**Yönergeler**
**A.** Aşağıdaki okuma parçasına göre (i), (ii) ve (iii) numaralı ifadelerin doğru olup olmadığını belirleyin. Her biri için "Evet" ya da "Hayır" yazın ve kararınıza dayanak olan sözleri parçadan aynen alıntılayın.
(i) Sel afeti Samsun ve diğer Karadeniz illerinde yaşanmıştır.
(ii) Tabiat olayları gelişigüzel meydana gelir.
(iii) Parçada er-Rûm suresinden bir ayet aktarılmaktadır.
**B.** Aşağıdaki okuma parçasını iki cümleyle özetleyin.

**Okuma Parçası**
# # #

Tekil Mesaj gösterimi
Alt 07-10-2012, 19:56   #8
Kullanıcı Adı
MEÇHUL ADAM
Standart
Samsun ve diğer Karadeniz bölgeleri illerimizde sel afatından vefat eden cümle kardeşlerimize Allah gani gani rahmet eylesin..Yakınlarına da sabr-ı cemil ihsan eylesin.(Amin) Aşağıda ki ayetlerin derin anlamlarını da düşünelim..

Öyle bir fitneden sakının ki o, içinizden sadece zulmedenlere erişmekle kalmaz (umûma sirâyetle hepsini perişan eder). Biliniz ki, Allâh’ın azâbı şiddetlidir.” (el-Enfâl, 25)

“İnsanların bizzat kendi işledikleri yüzünden karada ve denizde fesat zuhûr etti, düzen bozuldu. Bu, belki (tuttukları kötü yoldan) dönerler diye Allâh’ın onlara, yaptıkları şeylerin bâzı kötü neticelerini tattırması içindir.” (er-Rûm, 41)

Hayatta en çok korkulan tûfanlar, kasırgalar, zelzeleler, kıtlıklar, yıldırımlarla dolu azap bulutları, düşman işgalleri ve salgın hastalıklar gibi ilâhî gazap tecellîleri, insanlar için aynı zamanda ilâhî bir tehdit veya îkaz mâhiyetindedir. “Tabiat olayları” olarak görülen bu tip vak’alar, gelişigüzel olmayıp birçok sebep ve hikmete bağlı olarak meydana gelirler. Dış görünüş itibârıyla fizikî bâzı sebeplere bağlı olarak cereyân eden acı hâdiselere gönül gözüyle bakıldığında, hakîkatte onların bâzı insanların isyan ve günahlarının bir netîcesi veya bâzı kişiler için ilâhî bir îkaz mâhiyetinde olduğu görülür.

Târihin ibret dolu sayfaları, âdeta bir milletler kabristanıdır. Îmansızlık, ahlâksızlık ve zulüm, milletlerin en büyük helâk ve yok oluş sebepleridir. Îmansız ve zâlim kavimlerin “sekerât-ı mevt”leri ne müthiş ilâhî intikam tecellîleridir.

# # #

**Çıkarılan Bilgiler**
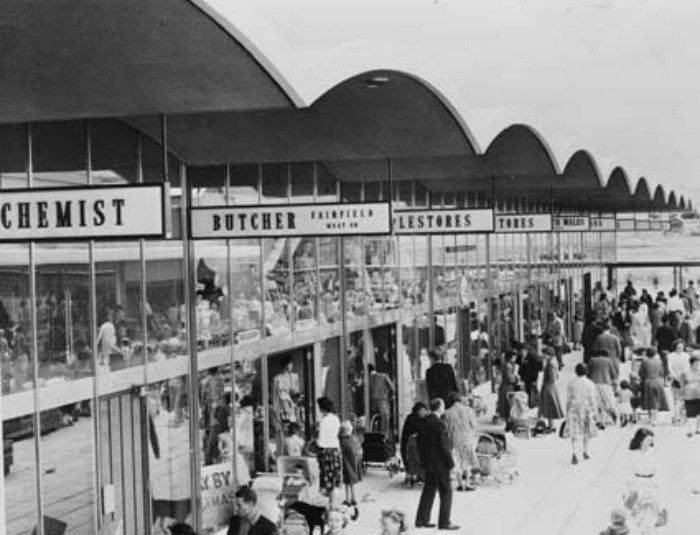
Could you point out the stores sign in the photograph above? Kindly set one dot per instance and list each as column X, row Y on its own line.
column 446, row 221
column 570, row 223
column 522, row 223
column 290, row 220
column 603, row 224
column 82, row 213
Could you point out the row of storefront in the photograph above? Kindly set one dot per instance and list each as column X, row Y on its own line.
column 177, row 288
column 134, row 358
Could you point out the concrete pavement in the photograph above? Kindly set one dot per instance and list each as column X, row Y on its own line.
column 551, row 496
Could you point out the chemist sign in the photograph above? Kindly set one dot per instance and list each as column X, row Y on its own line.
column 82, row 213
column 522, row 223
column 447, row 221
column 570, row 223
column 290, row 220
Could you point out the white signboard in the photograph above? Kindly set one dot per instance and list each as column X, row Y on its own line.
column 570, row 223
column 603, row 224
column 522, row 223
column 218, row 489
column 82, row 213
column 625, row 224
column 290, row 220
column 443, row 221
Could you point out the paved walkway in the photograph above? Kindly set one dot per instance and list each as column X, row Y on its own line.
column 552, row 496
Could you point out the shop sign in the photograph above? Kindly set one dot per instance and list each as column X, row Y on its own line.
column 625, row 224
column 288, row 220
column 90, row 213
column 603, row 224
column 443, row 221
column 570, row 223
column 522, row 223
column 218, row 490
column 251, row 335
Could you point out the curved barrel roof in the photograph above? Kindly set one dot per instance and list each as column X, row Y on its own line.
column 226, row 102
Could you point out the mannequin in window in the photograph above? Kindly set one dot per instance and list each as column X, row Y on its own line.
column 285, row 391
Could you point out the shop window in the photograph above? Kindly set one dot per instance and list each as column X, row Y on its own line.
column 59, row 154
column 282, row 294
column 303, row 182
column 244, row 189
column 329, row 273
column 19, row 460
column 118, row 302
column 114, row 152
column 275, row 184
column 13, row 156
column 304, row 258
column 246, row 293
column 208, row 185
column 351, row 191
column 326, row 184
column 212, row 299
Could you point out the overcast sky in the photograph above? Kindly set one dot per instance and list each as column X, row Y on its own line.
column 620, row 78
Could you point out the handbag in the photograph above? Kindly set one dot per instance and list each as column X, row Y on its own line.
column 564, row 431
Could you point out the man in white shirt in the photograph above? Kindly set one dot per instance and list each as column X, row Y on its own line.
column 675, row 303
column 678, row 364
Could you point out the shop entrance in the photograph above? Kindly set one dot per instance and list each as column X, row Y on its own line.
column 292, row 395
column 382, row 394
column 123, row 453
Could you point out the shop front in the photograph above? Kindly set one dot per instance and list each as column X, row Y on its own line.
column 180, row 354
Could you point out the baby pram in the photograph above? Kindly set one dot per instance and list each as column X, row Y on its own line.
column 497, row 459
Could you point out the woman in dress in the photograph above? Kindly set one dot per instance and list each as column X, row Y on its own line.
column 393, row 522
column 286, row 392
column 508, row 380
column 641, row 326
column 328, row 447
column 460, row 423
column 580, row 410
column 651, row 374
column 691, row 394
column 641, row 497
column 550, row 403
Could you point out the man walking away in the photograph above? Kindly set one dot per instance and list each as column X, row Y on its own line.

# # #

**Cevap Anahtarı**
**A.**
(i) Evet: "Samsun ve diğer Karadeniz bölgeleri illerimizde sel afatından vefat eden"
(ii) Hayır: "gelişigüzel olmayıp birçok sebep ve hikmete bağlı olarak meydana gelirler"
(iii) Evet: "(er-Rûm, 41)"

**B.** Okuma parçası, Samsun ve diğer Karadeniz illerinde selde hayatını kaybedenler için rahmet, yakınları için sabır diler ve el-Enfâl ile er-Rûm surelerinden ayetler aktarır. Parçaya göre tufan, zelzele ve salgın hastalık gibi olaylar gelişigüzel değildir; bunlar bazı insanların isyan ve günahlarının sonucu ya da ilahi bir ikazdır, imansızlık, ahlaksızlık ve zulüm ise milletlerin en büyük helak sebepleridir.